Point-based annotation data
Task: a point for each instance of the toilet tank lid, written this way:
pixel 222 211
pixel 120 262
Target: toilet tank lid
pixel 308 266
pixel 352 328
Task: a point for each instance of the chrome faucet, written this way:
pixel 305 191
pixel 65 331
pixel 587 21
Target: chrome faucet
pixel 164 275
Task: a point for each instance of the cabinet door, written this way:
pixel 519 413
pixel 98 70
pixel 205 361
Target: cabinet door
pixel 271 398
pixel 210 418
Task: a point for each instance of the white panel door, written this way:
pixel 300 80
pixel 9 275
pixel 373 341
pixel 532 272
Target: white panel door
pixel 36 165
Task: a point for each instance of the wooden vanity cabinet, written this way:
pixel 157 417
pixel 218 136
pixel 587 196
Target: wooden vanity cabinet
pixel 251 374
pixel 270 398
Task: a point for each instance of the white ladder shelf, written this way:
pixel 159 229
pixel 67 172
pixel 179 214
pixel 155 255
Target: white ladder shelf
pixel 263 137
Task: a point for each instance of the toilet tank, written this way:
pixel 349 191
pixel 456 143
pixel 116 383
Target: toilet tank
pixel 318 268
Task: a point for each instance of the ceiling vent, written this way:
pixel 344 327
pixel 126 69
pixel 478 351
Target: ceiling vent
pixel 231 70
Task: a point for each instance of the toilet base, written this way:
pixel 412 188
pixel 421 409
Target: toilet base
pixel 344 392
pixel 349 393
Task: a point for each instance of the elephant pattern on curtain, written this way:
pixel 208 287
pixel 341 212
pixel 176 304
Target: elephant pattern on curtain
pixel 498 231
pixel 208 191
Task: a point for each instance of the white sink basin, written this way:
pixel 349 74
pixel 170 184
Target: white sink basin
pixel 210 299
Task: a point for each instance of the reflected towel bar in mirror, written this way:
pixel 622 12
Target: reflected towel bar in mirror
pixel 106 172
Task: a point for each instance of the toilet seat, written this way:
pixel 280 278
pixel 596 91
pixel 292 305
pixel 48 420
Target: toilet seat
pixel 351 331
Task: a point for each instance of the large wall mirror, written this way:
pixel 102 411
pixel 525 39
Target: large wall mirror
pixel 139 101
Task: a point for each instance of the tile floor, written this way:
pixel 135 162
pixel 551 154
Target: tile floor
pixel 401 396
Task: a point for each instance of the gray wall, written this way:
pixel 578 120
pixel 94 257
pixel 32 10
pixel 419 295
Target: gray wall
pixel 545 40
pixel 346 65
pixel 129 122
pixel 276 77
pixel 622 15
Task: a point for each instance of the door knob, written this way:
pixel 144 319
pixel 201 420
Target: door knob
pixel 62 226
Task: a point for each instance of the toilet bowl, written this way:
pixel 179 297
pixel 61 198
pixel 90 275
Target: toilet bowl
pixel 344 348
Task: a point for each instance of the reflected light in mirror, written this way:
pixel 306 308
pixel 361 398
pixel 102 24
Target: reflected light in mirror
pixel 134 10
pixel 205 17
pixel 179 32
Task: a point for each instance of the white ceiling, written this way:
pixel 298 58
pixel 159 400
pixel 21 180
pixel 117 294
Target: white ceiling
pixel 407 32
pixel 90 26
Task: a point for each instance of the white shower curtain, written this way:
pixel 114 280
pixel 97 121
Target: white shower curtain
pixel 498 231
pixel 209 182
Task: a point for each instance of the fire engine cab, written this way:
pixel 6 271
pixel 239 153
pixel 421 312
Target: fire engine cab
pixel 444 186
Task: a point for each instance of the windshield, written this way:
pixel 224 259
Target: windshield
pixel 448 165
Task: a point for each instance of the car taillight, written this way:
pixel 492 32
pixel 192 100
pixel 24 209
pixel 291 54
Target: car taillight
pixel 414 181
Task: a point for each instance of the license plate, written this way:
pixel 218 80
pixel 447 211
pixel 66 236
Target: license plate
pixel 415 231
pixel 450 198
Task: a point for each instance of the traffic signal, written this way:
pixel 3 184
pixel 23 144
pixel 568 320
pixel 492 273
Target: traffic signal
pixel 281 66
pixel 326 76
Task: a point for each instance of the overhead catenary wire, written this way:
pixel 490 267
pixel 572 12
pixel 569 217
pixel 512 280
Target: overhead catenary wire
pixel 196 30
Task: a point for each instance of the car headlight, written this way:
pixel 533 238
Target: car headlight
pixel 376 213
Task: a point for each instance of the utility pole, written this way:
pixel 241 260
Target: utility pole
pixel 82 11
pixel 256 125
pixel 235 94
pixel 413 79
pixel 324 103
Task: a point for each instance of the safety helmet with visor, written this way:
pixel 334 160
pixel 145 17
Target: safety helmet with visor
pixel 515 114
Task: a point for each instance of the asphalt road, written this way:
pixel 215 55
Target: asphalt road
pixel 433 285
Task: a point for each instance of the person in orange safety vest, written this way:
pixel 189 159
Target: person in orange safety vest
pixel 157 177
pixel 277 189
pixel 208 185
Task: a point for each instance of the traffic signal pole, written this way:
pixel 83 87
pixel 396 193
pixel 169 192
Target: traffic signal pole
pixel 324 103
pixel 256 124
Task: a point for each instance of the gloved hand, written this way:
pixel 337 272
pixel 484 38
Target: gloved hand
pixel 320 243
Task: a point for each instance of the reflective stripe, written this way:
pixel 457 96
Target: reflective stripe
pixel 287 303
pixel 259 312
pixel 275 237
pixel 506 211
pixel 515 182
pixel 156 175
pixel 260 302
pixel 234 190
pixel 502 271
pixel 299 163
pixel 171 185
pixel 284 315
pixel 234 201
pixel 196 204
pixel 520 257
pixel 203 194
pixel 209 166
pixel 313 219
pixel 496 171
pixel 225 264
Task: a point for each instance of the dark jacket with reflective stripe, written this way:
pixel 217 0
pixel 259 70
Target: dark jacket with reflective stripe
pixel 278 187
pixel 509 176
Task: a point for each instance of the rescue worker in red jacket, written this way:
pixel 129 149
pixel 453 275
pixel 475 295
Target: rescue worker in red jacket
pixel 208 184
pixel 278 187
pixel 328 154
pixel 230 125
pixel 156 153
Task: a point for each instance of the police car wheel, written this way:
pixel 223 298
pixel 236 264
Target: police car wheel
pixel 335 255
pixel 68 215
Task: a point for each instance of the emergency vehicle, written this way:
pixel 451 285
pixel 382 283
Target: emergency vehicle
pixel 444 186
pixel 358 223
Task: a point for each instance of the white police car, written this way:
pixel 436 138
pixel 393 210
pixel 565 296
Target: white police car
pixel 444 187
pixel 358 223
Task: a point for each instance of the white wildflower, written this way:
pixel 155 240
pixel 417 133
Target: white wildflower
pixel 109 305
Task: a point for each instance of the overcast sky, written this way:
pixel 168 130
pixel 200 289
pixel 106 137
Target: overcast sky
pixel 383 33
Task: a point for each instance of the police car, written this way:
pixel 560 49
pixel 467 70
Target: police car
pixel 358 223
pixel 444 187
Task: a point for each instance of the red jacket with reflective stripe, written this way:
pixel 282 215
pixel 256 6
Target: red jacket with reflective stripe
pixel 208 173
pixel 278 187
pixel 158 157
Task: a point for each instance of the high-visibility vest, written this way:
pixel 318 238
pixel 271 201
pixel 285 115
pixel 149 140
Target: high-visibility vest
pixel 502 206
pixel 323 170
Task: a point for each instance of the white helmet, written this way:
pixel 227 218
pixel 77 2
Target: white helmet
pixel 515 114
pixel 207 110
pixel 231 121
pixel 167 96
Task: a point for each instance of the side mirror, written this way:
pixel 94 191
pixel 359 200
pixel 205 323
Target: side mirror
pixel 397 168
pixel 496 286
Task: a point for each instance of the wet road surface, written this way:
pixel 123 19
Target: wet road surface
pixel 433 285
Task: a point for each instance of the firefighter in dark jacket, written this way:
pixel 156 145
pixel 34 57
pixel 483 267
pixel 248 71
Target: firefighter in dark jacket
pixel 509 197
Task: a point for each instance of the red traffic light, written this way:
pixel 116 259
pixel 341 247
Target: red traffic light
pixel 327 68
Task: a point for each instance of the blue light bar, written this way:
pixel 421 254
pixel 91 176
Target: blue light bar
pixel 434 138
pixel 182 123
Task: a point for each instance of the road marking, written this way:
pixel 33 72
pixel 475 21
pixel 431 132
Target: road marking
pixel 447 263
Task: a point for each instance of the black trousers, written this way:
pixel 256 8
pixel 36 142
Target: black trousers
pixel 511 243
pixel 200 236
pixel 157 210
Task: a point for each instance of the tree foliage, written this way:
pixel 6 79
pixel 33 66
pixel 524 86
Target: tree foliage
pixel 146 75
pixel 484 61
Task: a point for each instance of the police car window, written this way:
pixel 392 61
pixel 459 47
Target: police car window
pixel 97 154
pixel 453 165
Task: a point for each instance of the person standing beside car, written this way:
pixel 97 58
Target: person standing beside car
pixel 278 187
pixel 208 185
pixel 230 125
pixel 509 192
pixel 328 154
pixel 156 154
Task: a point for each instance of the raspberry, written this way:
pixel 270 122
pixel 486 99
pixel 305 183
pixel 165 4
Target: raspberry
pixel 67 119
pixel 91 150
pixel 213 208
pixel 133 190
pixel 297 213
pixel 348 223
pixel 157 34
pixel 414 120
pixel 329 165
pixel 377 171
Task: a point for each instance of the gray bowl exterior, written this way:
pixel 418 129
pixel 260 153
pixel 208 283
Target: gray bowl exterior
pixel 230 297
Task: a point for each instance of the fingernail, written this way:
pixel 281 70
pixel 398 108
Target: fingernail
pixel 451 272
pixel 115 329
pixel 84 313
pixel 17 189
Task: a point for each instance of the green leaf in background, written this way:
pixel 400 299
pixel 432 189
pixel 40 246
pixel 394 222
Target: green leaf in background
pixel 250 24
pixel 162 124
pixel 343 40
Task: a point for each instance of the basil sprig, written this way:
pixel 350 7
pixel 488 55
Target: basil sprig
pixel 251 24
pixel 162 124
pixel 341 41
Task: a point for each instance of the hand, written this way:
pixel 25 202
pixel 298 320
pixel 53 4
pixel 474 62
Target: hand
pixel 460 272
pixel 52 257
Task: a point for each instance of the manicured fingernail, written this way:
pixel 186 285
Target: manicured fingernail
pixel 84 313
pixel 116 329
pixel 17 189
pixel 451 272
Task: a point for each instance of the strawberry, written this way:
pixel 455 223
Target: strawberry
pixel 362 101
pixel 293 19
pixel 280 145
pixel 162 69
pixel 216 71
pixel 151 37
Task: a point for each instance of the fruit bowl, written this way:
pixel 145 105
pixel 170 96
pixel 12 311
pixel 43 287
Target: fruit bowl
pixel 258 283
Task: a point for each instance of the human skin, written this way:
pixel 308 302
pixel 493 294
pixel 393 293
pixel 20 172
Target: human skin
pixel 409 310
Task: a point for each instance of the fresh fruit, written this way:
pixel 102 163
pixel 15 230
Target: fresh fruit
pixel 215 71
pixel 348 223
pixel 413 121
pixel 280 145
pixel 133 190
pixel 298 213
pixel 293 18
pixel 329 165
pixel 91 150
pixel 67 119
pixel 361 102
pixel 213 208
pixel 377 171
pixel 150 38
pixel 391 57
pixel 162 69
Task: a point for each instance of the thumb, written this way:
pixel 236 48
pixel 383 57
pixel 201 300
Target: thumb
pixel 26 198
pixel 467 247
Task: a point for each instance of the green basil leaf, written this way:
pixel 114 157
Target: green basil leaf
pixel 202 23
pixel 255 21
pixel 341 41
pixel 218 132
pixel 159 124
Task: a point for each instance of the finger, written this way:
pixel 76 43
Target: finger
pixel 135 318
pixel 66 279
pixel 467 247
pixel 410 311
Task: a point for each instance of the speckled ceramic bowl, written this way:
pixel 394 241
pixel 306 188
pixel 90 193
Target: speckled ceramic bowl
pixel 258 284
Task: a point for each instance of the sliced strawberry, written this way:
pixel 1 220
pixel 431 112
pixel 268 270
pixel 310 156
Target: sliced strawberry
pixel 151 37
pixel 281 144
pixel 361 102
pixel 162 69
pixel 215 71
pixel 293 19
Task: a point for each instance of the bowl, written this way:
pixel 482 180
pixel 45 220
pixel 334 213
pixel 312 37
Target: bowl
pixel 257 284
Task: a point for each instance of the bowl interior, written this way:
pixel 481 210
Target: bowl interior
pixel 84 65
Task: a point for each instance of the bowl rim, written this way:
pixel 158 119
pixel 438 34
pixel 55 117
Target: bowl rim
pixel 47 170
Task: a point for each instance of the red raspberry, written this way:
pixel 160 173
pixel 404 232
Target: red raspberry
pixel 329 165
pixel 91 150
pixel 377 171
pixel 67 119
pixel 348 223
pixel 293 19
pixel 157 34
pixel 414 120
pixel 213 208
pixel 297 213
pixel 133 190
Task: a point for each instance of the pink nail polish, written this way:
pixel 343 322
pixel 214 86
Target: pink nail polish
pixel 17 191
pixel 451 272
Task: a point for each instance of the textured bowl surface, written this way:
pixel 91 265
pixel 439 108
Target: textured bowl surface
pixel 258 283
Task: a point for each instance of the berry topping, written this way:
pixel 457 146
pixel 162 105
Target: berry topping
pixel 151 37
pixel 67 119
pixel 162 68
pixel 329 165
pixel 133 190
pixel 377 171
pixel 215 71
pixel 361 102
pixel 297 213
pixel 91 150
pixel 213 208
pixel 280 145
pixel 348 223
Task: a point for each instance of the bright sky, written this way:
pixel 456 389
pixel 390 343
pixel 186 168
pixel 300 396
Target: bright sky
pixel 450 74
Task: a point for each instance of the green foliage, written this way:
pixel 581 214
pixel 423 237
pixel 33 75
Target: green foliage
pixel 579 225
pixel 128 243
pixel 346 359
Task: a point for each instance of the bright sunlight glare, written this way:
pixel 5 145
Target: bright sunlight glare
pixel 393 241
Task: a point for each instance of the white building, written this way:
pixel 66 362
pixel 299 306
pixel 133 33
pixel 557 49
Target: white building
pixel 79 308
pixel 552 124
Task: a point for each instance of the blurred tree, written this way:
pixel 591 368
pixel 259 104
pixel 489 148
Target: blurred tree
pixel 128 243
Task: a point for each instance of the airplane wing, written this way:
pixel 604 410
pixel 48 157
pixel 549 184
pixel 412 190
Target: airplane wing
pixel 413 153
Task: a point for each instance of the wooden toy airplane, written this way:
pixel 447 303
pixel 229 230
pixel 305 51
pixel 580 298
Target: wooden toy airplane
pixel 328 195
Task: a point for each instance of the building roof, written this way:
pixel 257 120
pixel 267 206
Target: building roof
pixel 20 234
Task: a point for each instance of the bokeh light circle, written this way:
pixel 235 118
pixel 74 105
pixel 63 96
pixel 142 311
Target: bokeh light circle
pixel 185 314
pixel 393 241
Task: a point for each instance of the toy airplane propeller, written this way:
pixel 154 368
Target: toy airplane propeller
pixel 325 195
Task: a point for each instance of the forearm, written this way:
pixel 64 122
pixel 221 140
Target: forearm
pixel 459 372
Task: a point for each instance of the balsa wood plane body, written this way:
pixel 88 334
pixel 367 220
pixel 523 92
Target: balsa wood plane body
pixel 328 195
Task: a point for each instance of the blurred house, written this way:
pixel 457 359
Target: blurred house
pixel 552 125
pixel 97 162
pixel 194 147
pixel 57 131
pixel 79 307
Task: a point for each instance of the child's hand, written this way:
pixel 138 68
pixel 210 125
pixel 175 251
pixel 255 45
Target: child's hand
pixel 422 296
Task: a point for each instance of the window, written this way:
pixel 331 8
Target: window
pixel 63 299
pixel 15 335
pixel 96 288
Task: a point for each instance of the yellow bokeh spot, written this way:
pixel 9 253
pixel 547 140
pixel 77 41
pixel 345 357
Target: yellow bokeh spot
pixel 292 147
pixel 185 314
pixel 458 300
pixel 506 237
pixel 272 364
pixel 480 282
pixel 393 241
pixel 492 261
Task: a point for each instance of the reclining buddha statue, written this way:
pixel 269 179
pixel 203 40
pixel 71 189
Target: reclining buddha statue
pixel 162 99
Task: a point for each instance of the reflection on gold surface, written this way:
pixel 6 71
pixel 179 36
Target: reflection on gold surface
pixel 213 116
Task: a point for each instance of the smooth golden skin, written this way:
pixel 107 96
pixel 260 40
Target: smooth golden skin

The exercise
Reproduce the lines of the items above word for word, from the line with "Task: a point for each instance of the high-visibility" up to and including the line with "pixel 323 170".

Answer to this task
Task: a point for each instance of the high-visibility vest, written this way:
pixel 318 238
pixel 271 201
pixel 285 115
pixel 149 140
Target: high-visibility vest
pixel 502 206
pixel 323 170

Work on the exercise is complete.